** start Provided data **

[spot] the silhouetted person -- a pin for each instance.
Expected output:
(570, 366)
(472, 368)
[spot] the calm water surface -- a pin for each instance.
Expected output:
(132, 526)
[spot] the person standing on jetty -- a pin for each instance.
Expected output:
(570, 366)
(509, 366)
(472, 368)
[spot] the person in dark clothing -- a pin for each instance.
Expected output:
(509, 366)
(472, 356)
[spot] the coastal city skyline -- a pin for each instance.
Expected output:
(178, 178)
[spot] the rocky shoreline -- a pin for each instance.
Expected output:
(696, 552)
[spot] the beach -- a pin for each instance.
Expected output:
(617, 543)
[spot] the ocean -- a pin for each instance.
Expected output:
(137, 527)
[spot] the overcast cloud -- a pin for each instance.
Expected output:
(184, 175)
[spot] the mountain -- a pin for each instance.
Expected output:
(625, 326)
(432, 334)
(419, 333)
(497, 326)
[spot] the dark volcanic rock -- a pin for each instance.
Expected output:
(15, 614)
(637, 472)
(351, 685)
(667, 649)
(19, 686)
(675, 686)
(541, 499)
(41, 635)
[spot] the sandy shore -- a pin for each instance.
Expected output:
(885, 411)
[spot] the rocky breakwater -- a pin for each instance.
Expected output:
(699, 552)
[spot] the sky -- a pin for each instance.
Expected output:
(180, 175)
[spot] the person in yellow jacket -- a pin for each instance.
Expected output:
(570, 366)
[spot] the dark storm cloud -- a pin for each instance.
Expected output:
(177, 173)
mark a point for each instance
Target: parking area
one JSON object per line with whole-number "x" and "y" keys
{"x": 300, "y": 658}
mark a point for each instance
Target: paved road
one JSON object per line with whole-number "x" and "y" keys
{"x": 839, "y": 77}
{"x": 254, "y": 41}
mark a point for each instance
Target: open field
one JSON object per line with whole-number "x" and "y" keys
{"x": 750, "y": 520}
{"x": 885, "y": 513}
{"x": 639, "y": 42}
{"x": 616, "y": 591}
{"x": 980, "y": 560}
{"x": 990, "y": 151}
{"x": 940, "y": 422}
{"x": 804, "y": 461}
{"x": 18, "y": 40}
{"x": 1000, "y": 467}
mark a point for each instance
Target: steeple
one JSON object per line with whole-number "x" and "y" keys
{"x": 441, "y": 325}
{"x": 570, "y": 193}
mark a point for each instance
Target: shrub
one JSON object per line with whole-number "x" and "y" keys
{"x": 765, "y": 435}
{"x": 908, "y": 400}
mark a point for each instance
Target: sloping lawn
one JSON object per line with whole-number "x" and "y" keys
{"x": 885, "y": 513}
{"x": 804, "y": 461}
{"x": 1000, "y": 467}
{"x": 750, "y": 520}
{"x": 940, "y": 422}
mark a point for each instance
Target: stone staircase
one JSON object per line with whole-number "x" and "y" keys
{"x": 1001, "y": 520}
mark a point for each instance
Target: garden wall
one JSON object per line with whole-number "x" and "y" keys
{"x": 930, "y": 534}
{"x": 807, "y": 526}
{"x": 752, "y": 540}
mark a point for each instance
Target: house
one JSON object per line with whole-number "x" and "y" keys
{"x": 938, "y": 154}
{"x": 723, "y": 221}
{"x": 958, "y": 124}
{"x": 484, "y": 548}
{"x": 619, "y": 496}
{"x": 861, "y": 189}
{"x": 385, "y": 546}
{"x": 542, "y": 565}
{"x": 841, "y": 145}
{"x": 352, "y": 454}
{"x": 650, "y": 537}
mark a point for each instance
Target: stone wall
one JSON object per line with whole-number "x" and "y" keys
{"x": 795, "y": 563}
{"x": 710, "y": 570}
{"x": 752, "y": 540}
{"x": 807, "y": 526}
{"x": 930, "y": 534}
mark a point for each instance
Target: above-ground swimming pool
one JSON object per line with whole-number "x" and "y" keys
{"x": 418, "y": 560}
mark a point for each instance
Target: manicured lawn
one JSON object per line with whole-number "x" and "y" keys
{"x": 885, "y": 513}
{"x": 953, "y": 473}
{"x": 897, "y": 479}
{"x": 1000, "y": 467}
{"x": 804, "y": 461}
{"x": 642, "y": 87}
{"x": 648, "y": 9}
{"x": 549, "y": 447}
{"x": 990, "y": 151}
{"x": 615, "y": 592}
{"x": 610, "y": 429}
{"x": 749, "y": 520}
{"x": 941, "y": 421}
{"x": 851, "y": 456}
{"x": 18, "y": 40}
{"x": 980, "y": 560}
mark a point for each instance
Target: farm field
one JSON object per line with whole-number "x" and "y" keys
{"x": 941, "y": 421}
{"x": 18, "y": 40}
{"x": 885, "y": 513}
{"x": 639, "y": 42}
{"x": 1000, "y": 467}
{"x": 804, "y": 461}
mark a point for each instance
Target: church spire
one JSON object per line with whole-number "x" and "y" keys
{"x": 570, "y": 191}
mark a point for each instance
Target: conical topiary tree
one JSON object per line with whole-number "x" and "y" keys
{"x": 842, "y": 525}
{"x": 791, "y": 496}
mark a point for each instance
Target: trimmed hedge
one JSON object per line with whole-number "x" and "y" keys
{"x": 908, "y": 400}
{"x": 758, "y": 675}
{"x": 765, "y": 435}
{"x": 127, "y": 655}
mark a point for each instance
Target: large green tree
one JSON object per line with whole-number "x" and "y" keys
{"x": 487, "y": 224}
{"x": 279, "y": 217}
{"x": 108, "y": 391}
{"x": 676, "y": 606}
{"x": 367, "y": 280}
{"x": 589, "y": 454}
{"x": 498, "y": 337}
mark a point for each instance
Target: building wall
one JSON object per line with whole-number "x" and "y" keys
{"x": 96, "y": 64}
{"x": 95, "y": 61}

** end Provided data **

What the task asks: Write out all of the records once more, exactly.

Expected answer:
[spot] the silhouetted person -- a pin for each instance.
Expected output:
(570, 366)
(472, 368)
[spot] the calm water surface -- a pin for each instance.
Expected output:
(132, 526)
[spot] the person standing on jetty -- a pin for each instance.
Expected output:
(570, 366)
(509, 366)
(472, 368)
[spot] the person in dark clothing -- a pin for each instance.
Expected output:
(509, 366)
(472, 356)
[spot] the coastal city skyline -- a pin for each instance.
Expected output:
(178, 178)
[spot] the rocky shoreline -- a pin for each instance.
Expected output:
(696, 552)
[spot] the beach -- a pin for each instance.
Expected output:
(617, 543)
[spot] the ocean -- a pin for each instance.
Expected output:
(137, 527)
[spot] the overcast cloud -- a pin for each instance.
Expected output:
(184, 175)
[spot] the mountain -- a pin for each instance.
Expected output:
(625, 326)
(432, 334)
(419, 333)
(497, 326)
[spot] the dark volcanic rock -- a pin for each instance.
Expected output:
(15, 614)
(637, 472)
(351, 685)
(667, 649)
(19, 686)
(675, 686)
(541, 499)
(41, 635)
[spot] the sandy shore -- a pin for each instance.
Expected output:
(885, 411)
[spot] the rocky breakwater -- a pin for each instance.
Expected output:
(699, 552)
[spot] the sky -- a pin for each instance.
Expected output:
(180, 175)
[spot] the person in yellow jacket -- a pin for each instance.
Expected output:
(570, 366)
[spot] the dark storm cloud -- a pin for each instance.
Expected output:
(177, 173)
mark a point for each instance
Target: parking area
one JSON object per line with whole-number "x" and "y" keys
{"x": 300, "y": 658}
mark a point for each instance
Target: paved road
one JSON object per line with whole-number "x" and "y" keys
{"x": 839, "y": 77}
{"x": 254, "y": 41}
mark a point for each instance
Target: open field
one JSON object per line with whole-number "x" and "y" keys
{"x": 750, "y": 520}
{"x": 885, "y": 513}
{"x": 639, "y": 42}
{"x": 616, "y": 591}
{"x": 980, "y": 560}
{"x": 990, "y": 151}
{"x": 940, "y": 422}
{"x": 804, "y": 461}
{"x": 18, "y": 40}
{"x": 1000, "y": 467}
mark a point for each instance
Target: steeple
one JSON object per line with whole-number "x" and "y" keys
{"x": 441, "y": 325}
{"x": 570, "y": 193}
mark a point for each instance
Target: shrub
one JSON object per line with whole-number "x" and "y" keys
{"x": 765, "y": 435}
{"x": 908, "y": 400}
mark a point for each instance
Target: sloping lawn
one JSON object per line with whole-number "x" and "y" keys
{"x": 885, "y": 513}
{"x": 804, "y": 461}
{"x": 1000, "y": 467}
{"x": 750, "y": 520}
{"x": 940, "y": 422}
mark a point for each instance
Target: stone staircase
one JSON object per line with whole-number "x" and "y" keys
{"x": 1001, "y": 520}
mark a point for each instance
Target: garden wall
one JSON object per line with whole-number "x" and "y" keys
{"x": 930, "y": 534}
{"x": 807, "y": 526}
{"x": 752, "y": 540}
mark a point for each instance
Target: house
one JSON object per line with whole-number "x" and "y" keys
{"x": 938, "y": 154}
{"x": 723, "y": 221}
{"x": 958, "y": 124}
{"x": 484, "y": 548}
{"x": 619, "y": 496}
{"x": 861, "y": 189}
{"x": 385, "y": 546}
{"x": 542, "y": 565}
{"x": 841, "y": 145}
{"x": 352, "y": 454}
{"x": 650, "y": 537}
mark a point for each instance
Target: stone wall
one JSON object per line with whole-number "x" and "y" keys
{"x": 795, "y": 563}
{"x": 710, "y": 570}
{"x": 752, "y": 540}
{"x": 807, "y": 526}
{"x": 930, "y": 534}
mark a point for each instance
Target: above-ground swimming pool
one JSON object per line with whole-number "x" and "y" keys
{"x": 418, "y": 560}
mark a point for each instance
Target: manicured lawn
one JSON object per line with whole-number "x" and "y" keys
{"x": 885, "y": 513}
{"x": 953, "y": 473}
{"x": 897, "y": 479}
{"x": 1000, "y": 467}
{"x": 804, "y": 461}
{"x": 642, "y": 87}
{"x": 648, "y": 9}
{"x": 549, "y": 447}
{"x": 990, "y": 151}
{"x": 615, "y": 592}
{"x": 610, "y": 429}
{"x": 749, "y": 520}
{"x": 941, "y": 421}
{"x": 851, "y": 456}
{"x": 18, "y": 40}
{"x": 980, "y": 560}
mark a point for each instance
Target: farm field
one JSON object per line with whole-number "x" and "y" keys
{"x": 941, "y": 421}
{"x": 18, "y": 40}
{"x": 885, "y": 513}
{"x": 639, "y": 42}
{"x": 1000, "y": 467}
{"x": 804, "y": 461}
mark a point for each instance
Target: church spire
one JSON object per line with whole-number "x" and "y" keys
{"x": 570, "y": 191}
mark a point for each instance
Target: conical topiary tree
one JSON object per line with whole-number "x" and "y" keys
{"x": 842, "y": 525}
{"x": 791, "y": 496}
mark a point for each instance
Target: trimmed hedge
one JSON object per line with whole-number "x" and "y" keys
{"x": 908, "y": 400}
{"x": 758, "y": 675}
{"x": 765, "y": 435}
{"x": 127, "y": 655}
mark a point for each instance
Target: large green tree
one JSON object per line with whole-number "x" and "y" keys
{"x": 487, "y": 224}
{"x": 279, "y": 217}
{"x": 108, "y": 391}
{"x": 676, "y": 606}
{"x": 367, "y": 280}
{"x": 589, "y": 454}
{"x": 498, "y": 337}
mark a point for each instance
Target: building wall
one JSON object per line with whole-number "x" and "y" keys
{"x": 96, "y": 64}
{"x": 95, "y": 61}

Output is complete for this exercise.